Prompt: Every line below needs to be transcribed without alteration, and no image may be carried over.

────────────────────

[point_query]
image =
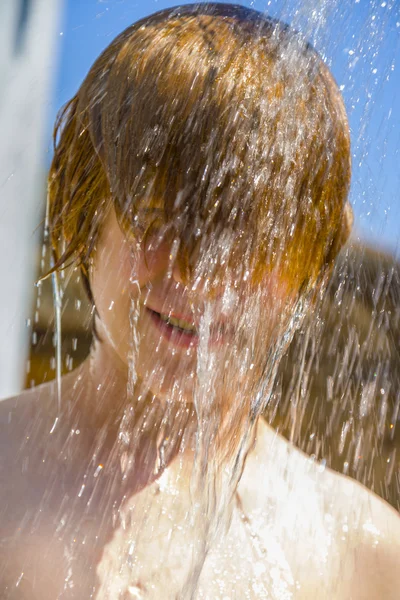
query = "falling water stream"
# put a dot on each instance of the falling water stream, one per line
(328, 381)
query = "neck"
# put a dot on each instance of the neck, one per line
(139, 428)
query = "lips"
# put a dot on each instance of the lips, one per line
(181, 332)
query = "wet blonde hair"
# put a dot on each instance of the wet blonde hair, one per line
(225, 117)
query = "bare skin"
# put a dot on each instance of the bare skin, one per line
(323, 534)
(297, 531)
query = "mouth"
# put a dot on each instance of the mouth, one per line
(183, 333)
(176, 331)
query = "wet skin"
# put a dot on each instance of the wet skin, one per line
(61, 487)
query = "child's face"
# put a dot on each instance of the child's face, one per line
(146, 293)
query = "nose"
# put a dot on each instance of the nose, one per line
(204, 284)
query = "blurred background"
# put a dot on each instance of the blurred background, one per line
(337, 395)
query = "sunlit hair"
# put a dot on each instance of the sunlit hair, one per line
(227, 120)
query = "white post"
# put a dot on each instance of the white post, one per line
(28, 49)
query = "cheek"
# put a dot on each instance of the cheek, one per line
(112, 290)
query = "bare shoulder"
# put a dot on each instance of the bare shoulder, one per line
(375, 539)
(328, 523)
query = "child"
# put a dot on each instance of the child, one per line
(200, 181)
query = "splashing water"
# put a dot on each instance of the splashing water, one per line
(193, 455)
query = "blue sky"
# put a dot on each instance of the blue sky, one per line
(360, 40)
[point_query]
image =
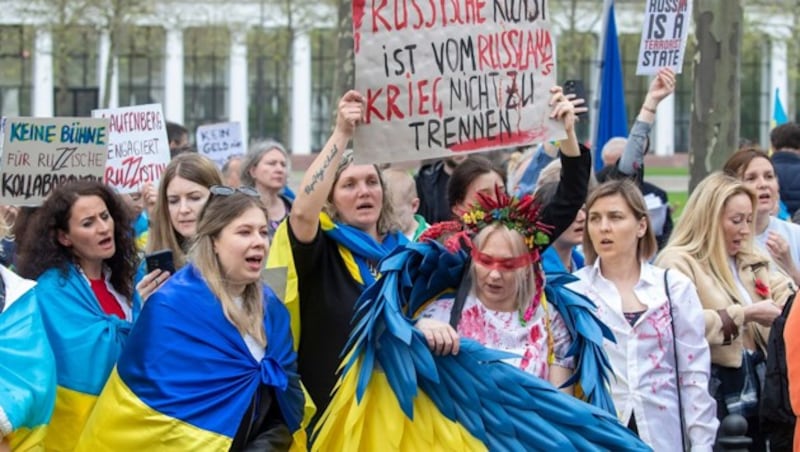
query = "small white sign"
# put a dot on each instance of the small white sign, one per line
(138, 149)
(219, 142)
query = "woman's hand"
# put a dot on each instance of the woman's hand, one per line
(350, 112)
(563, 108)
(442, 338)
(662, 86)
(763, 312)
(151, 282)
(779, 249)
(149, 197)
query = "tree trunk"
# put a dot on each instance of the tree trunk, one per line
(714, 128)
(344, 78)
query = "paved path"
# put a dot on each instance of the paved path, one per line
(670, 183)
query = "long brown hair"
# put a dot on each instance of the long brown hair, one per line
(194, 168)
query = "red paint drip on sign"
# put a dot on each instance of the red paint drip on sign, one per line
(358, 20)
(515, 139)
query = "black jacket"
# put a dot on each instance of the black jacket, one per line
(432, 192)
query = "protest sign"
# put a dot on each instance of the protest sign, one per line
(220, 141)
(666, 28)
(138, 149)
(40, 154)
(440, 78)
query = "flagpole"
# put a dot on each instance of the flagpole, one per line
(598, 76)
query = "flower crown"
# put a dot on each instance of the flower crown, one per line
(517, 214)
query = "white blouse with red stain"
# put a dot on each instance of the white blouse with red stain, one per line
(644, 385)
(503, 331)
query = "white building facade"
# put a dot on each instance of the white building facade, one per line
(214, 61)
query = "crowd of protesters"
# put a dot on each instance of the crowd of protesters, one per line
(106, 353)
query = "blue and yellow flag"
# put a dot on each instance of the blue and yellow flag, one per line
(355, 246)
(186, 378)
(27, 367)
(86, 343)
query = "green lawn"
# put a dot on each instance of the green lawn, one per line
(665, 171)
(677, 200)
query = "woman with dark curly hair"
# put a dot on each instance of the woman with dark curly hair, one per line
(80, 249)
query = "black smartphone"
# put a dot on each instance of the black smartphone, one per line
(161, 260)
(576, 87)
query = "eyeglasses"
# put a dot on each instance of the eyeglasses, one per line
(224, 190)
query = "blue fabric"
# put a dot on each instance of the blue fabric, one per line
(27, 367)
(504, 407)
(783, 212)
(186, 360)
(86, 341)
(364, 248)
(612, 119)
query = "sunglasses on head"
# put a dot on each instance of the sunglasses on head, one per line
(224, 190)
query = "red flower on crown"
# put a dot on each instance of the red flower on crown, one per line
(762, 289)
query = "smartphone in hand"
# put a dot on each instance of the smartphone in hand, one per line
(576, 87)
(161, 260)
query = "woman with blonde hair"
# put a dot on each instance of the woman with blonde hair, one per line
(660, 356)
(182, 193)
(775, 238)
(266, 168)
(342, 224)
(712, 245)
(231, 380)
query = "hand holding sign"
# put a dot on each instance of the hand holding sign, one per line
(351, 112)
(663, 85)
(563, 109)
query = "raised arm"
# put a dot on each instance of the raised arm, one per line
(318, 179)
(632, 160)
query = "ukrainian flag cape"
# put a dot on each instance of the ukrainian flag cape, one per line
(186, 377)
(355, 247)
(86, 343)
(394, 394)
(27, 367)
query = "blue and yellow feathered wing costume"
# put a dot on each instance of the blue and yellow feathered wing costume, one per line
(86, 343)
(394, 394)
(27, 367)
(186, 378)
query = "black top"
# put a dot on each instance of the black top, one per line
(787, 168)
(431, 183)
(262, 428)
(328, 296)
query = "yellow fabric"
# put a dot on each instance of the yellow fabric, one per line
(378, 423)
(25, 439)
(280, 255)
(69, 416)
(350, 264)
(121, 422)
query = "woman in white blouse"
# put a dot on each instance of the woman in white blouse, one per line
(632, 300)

────────────────────

Solution to the exercise:
[point_query]
image =
query = "falling water stream"
# put a dot on each instance of the falling water stream, one per line
(328, 381)
query = "neck"
# put a dot on each instance of the neck, one per line
(139, 428)
query = "lips"
# put a dot on each instance of the lips, one per line
(181, 332)
query = "wet blonde hair"
# put a dot on each instance of the wet blonde hair, one per line
(225, 117)
query = "bare skin"
# put a dot on each instance of the bare skin, one per line
(323, 534)
(297, 531)
query = "mouth"
# put a dot on each instance of the mouth, one per line
(183, 333)
(176, 331)
query = "wet skin"
# put a dot on each instance of the wet skin, one per line
(61, 487)
query = "child's face"
# put a dot on each instance of the child's face, one per line
(146, 293)
query = "nose"
# put a dot on each instance of the nose, one per line
(204, 284)
query = "blurred background"
# put a dot on each instance of the blurred background, one per line
(337, 395)
query = "sunlit hair"
# put a dot on each instance of the sunlit hair, one per line
(227, 120)
query = "white post"
# put a dot on each instance of the white post, one per line
(28, 49)
query = "cheek"
# put a dot on each instance of the cheek, one per line
(112, 290)
query = "bare shoulder"
# put a dot on each instance of the bare shoulder, one per line
(375, 539)
(328, 523)
query = "child"
# put a dot on each instance of the child, one per line
(200, 181)
query = "splashing water"
# put a dot on each instance of the splashing water, one per line
(193, 455)
query = "blue sky"
# put a dot on each instance of the blue sky, one per line
(360, 40)
[point_query]
image =
query = "small white sign"
# put a dot on each instance of the small white sign, one per line
(138, 149)
(219, 142)
query = "woman's hand"
# put a dot on each instance of the woman's hand, one per line
(350, 112)
(563, 108)
(442, 338)
(662, 86)
(763, 312)
(151, 282)
(779, 249)
(149, 197)
query = "tree trunk"
# put a dot on each instance of the tree trunk, one per line
(714, 128)
(344, 78)
query = "paved path"
# put a dot on each instance of the paved path, one per line
(670, 183)
query = "long brown hair"
# put a dot on each instance of the long brown hair, one per line
(194, 168)
query = "red paint drip on sign"
# put a dot on each instance of the red paint drip on sign, one per line
(358, 20)
(515, 139)
query = "black jacket"
# put a dot on each instance of the black jacket, one per line
(432, 192)
query = "protest sign"
# put a dot on each instance of the protest sign, one per line
(220, 141)
(666, 28)
(138, 149)
(40, 154)
(440, 78)
query = "flagpole"
# put a dot on each instance of the flagpole, one per line
(598, 76)
query = "flower crown"
# put a dot on each instance of the flower crown, one per line
(517, 214)
query = "white blouse with red stain"
# put a dot on each instance of the white blouse with red stain, one per line
(644, 385)
(503, 331)
query = "white building facade"
# put a dot on each instance of the white building facade, one per line
(214, 61)
query = "crowd of protesters"
# put a dot on each instance of the crowd of protesters, one per line
(106, 353)
query = "blue and yellow flag"
# put a dot on each instance of the blue and yellow flag, one per line
(355, 246)
(186, 378)
(27, 367)
(86, 343)
query = "green lawn"
# put a dot on each instance of the green lawn, one per line
(665, 171)
(677, 200)
query = "woman with dark curly hair"
# put a dot on each instance of the woman with dark curly hair, one per line
(80, 249)
query = "black smartphone"
# put a dot on each instance of the black smartphone, one per line
(161, 260)
(576, 87)
query = "eyeglasses"
# put a dot on each instance of the eyeglasses, one per line
(224, 190)
query = "blue fabric"
# put a dot on each instance of the blue fabric, one per line
(27, 367)
(504, 407)
(783, 212)
(186, 360)
(86, 341)
(364, 248)
(612, 119)
query = "sunglasses on head"
# put a dot on each instance of the sunglasses on head, one per line
(224, 190)
query = "red flower on crown"
# put a dot on each instance of the red flower on crown, one per line
(762, 289)
query = "smartphone in hand"
# put a dot on each instance of the smartphone in hand, one per line
(576, 87)
(161, 260)
query = "woman with blonde hair"
# put a dot on each instance of the woman with blonde hair, one per line
(660, 356)
(182, 193)
(775, 238)
(266, 168)
(342, 224)
(712, 245)
(231, 380)
query = "hand holding sign"
# put a dot on each instance of the hand holding sign, one per line
(351, 112)
(663, 85)
(563, 109)
query = "raised arm"
# put a dot on each instance of the raised arm, one per line
(318, 179)
(632, 160)
query = "ukrainian flag cape"
# put a dot on each instance of the ukrainian flag cape, one per line
(186, 377)
(355, 247)
(86, 343)
(394, 394)
(27, 367)
query = "blue and yellow feathered wing costume"
# put a dot on each instance of the blue and yellow feathered wing costume, one per line
(86, 343)
(394, 394)
(27, 367)
(186, 378)
query = "black top"
# put a dot on each instance of the black top, one per line
(787, 168)
(431, 183)
(262, 428)
(328, 296)
query = "yellow fabric"
# put a dot on each instance of the yellow fabric, one per line
(378, 423)
(25, 439)
(280, 255)
(69, 416)
(350, 264)
(121, 422)
query = "woman in white blouse"
# put a dot on each instance of the woman in white blouse, one per line
(632, 300)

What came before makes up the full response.